▶ **PROBLEM DESCRIPTION**: Whenever a line in the data holds the string "below", copy that line.

Records excerpted from a collection:
»»

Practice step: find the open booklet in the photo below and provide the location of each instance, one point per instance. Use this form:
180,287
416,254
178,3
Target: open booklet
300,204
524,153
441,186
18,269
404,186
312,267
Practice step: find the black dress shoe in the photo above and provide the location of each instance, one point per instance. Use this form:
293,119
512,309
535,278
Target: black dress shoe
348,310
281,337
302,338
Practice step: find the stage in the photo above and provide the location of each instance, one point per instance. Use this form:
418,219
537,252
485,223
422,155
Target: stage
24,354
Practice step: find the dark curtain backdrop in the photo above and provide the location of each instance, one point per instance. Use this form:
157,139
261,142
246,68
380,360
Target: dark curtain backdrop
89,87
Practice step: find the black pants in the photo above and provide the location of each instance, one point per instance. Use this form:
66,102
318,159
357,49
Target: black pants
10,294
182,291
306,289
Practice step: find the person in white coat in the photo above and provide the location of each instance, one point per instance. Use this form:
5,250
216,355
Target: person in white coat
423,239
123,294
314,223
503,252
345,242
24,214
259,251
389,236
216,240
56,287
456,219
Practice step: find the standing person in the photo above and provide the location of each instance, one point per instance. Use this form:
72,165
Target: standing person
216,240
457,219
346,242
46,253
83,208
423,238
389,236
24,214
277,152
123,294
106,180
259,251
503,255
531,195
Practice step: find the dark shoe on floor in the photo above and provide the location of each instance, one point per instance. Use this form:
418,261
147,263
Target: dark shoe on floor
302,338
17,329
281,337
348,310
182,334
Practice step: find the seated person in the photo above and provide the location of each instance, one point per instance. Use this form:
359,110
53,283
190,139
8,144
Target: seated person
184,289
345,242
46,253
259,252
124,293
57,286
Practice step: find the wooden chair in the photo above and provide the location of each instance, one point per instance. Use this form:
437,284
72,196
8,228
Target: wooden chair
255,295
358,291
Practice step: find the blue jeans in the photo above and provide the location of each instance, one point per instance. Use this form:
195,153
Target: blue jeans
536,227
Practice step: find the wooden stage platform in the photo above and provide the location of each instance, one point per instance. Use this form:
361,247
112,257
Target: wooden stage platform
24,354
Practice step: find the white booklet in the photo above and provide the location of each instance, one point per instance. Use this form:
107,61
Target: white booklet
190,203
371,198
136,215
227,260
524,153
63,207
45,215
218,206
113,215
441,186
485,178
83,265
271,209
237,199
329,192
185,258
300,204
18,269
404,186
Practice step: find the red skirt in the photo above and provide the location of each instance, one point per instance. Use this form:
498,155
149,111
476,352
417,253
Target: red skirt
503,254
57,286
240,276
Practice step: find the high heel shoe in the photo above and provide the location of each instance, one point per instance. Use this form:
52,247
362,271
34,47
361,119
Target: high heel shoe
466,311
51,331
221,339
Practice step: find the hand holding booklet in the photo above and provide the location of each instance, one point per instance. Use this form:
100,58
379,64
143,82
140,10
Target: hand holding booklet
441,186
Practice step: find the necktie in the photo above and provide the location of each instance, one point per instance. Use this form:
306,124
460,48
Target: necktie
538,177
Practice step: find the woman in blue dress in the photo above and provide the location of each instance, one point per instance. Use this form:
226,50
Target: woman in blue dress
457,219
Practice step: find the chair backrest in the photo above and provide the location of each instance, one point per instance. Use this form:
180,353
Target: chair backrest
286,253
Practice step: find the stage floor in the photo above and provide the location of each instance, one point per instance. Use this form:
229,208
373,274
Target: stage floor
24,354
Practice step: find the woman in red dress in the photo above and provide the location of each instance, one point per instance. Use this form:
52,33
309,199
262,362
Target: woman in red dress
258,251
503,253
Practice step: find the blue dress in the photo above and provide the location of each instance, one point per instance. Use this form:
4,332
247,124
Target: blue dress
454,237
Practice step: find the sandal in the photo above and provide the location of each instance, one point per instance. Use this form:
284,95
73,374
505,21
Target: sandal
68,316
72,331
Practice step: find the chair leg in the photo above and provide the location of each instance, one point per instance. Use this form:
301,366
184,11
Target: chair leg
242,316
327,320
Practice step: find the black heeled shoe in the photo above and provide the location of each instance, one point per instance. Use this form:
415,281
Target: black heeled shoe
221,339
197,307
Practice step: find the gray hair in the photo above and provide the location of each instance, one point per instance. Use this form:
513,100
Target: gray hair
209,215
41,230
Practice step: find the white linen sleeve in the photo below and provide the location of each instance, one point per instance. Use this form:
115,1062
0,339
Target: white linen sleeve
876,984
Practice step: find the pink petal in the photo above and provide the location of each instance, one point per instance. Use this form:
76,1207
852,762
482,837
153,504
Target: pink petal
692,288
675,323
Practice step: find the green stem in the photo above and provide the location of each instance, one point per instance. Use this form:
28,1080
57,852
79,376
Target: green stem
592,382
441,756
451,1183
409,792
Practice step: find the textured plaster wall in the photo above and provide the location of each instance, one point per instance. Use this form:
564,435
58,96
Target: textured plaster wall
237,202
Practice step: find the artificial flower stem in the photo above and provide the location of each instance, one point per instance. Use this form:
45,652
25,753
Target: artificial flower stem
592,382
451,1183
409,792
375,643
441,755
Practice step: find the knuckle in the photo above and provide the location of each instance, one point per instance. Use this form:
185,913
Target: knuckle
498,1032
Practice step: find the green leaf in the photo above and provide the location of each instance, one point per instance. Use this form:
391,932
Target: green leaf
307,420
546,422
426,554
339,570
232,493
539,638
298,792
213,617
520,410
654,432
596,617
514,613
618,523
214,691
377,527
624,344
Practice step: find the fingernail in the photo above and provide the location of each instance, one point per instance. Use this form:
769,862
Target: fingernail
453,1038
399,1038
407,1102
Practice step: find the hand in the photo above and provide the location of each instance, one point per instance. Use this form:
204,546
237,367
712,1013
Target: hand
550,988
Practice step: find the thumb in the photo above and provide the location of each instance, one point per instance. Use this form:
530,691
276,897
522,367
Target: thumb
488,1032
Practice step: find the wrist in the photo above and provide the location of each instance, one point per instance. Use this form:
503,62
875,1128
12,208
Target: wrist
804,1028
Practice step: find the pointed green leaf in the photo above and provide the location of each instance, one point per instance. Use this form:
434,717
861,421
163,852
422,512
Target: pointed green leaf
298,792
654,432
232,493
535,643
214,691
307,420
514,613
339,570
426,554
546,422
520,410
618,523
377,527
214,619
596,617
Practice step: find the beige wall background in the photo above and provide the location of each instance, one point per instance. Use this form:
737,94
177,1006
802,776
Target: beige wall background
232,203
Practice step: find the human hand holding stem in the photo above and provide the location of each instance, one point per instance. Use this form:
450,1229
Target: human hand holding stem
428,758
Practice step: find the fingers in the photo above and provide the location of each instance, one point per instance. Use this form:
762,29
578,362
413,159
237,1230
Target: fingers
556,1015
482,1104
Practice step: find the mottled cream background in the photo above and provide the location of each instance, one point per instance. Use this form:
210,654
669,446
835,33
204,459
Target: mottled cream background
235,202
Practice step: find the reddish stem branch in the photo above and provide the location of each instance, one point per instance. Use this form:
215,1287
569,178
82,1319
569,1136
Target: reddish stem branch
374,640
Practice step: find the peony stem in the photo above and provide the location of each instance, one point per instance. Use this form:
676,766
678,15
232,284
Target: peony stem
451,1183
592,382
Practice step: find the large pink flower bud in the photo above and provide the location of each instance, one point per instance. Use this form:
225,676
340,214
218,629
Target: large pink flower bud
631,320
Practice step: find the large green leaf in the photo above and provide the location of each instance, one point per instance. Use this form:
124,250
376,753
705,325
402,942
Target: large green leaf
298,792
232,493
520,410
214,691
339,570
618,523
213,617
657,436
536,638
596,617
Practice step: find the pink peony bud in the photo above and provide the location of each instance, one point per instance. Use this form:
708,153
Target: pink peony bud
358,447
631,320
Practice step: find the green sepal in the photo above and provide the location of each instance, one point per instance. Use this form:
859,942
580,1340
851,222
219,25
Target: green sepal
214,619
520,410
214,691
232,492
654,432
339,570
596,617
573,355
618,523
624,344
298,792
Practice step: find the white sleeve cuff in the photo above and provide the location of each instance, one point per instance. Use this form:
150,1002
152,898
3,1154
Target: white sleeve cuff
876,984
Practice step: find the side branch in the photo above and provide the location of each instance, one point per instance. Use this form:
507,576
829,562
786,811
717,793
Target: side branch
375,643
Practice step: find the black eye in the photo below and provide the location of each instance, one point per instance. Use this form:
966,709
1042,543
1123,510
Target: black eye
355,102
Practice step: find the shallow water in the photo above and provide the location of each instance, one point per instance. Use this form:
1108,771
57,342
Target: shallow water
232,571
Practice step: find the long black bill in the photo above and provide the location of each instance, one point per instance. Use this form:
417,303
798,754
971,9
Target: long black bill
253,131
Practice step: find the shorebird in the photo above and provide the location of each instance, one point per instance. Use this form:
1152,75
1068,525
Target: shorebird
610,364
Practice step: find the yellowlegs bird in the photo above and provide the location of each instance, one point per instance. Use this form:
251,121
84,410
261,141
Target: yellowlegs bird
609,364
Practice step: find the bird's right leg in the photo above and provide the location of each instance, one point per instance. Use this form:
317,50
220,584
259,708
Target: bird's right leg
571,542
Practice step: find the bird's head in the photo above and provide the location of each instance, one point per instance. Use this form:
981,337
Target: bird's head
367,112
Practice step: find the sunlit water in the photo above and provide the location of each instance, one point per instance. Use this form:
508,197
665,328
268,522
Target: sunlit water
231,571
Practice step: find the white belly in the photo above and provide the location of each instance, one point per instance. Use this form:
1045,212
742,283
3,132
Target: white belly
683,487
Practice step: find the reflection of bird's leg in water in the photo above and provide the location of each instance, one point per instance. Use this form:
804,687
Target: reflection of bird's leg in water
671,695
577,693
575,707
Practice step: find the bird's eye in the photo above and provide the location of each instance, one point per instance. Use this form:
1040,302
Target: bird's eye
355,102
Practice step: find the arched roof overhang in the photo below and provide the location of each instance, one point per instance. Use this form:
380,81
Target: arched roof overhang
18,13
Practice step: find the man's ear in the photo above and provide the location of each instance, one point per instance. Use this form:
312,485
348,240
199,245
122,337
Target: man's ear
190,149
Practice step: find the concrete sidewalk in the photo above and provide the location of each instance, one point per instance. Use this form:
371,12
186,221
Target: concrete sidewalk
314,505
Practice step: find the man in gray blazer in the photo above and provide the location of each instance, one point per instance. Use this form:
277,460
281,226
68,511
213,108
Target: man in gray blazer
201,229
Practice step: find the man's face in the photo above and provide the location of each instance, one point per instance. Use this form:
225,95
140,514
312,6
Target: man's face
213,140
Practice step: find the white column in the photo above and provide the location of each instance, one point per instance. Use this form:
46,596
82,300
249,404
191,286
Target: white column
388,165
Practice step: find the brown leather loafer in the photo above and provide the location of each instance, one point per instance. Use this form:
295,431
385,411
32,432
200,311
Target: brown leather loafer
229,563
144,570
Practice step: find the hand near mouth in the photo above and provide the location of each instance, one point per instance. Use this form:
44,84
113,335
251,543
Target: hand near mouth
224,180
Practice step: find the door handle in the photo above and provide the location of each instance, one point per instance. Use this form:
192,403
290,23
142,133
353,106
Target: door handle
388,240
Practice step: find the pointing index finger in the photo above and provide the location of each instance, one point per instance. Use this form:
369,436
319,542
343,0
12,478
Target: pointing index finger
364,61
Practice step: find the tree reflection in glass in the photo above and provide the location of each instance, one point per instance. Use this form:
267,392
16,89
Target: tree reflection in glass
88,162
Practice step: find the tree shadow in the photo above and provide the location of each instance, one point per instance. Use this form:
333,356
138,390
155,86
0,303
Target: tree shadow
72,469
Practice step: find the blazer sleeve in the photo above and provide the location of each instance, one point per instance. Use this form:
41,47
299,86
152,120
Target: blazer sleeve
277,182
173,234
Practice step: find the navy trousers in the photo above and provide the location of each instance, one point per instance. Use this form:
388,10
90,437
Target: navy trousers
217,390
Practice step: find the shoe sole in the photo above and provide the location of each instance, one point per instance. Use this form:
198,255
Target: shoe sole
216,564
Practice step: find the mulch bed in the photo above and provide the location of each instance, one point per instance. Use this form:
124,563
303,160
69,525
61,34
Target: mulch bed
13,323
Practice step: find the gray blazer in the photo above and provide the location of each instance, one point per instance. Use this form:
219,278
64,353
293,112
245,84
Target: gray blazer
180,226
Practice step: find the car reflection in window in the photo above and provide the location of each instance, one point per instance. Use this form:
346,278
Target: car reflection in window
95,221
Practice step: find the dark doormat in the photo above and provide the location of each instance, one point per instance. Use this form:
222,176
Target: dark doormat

««

▶ **REPLY TO THE EXERCISE**:
Practice step: find the open booklet in the photo below and provide the location of each instance, one point per instance. Use this form:
Practice step: find the white linen sleeve in the photo below and provide the location of each instance, one point per instance. Use this form:
Practice step: find the black eye in the photo below and provide the location of each instance, one point per instance. Use this form:
Practice step: find the arched roof overhang in the photo below and provide the location of each instance, one point per instance. Use this form:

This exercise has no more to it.